-- Material start --
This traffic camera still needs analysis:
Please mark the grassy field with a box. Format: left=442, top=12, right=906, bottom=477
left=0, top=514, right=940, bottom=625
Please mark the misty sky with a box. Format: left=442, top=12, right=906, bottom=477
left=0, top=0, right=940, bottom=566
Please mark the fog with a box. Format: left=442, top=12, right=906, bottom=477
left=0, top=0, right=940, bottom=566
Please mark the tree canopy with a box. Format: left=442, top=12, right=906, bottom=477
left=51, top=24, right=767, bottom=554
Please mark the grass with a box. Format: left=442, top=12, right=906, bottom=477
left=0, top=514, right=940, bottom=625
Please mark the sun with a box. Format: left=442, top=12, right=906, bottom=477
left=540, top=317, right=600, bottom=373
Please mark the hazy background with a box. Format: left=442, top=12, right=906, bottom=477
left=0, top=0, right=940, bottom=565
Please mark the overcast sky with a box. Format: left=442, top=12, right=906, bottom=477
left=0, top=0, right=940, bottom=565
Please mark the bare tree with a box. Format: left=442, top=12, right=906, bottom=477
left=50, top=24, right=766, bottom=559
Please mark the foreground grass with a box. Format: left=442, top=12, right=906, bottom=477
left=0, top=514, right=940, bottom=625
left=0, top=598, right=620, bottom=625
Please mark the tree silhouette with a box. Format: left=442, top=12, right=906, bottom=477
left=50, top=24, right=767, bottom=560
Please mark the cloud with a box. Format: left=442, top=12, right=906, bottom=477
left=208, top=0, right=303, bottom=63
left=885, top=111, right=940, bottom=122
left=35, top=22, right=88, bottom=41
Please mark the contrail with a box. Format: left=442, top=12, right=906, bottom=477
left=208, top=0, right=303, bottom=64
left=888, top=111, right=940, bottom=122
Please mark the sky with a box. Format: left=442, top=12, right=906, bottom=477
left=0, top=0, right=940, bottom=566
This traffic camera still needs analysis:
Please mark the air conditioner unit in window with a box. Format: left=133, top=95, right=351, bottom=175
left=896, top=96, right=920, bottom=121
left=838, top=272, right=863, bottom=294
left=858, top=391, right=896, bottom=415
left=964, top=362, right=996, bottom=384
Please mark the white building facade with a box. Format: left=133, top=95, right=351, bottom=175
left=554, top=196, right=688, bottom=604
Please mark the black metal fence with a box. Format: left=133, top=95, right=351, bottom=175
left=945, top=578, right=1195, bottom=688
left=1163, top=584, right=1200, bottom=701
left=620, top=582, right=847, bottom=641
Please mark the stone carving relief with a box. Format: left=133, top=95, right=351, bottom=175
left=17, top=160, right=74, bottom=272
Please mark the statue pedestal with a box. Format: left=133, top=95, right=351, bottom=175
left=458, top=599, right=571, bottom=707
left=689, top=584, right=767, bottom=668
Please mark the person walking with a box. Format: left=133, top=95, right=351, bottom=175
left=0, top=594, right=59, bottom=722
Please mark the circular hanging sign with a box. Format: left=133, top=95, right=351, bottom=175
-- Material end --
Rewrite the rows, starting at the line that contains "Please mark the bare" and stopping after the line that contains "left=35, top=22, right=88, bottom=41". Keep every request unchanged, sample format included, but multiply each box coordinate in the answers by 1.65 and round it to a whole number, rounding halves up.

• _Exercise answer_:
Please mark the bare tree with a box. Format: left=442, top=12, right=906, bottom=477
left=83, top=40, right=1264, bottom=922
Please mark the foreground grass with a box. Format: left=442, top=12, right=906, bottom=477
left=0, top=848, right=1551, bottom=1031
left=0, top=987, right=1023, bottom=1031
Please mark the tree silhouette with a box. Format: left=442, top=12, right=906, bottom=477
left=83, top=40, right=1266, bottom=924
Please mark the cloud with a box. Format: left=442, top=12, right=906, bottom=477
left=343, top=0, right=500, bottom=104
left=1460, top=183, right=1551, bottom=201
left=58, top=36, right=145, bottom=68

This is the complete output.